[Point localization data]

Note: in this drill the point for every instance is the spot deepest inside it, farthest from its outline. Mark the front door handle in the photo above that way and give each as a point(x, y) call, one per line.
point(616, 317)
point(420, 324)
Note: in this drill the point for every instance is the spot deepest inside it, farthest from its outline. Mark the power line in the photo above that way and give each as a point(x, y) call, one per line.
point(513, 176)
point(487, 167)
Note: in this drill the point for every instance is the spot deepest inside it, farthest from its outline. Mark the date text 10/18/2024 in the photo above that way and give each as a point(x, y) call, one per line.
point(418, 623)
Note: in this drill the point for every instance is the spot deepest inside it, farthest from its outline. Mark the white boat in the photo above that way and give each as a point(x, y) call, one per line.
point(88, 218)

* TRY IT *
Your reply should be a verbatim retyping of the lines from the one that holds "Mark the white" through the last line of the entries.

* SOLUTION TO THIS TASK *
Note: in this drill the point for every instance is the spot deepest inside it, farthest from its outline. Mark the white boat in the photo above that way and give each as a point(x, y) call, one per line.
point(88, 218)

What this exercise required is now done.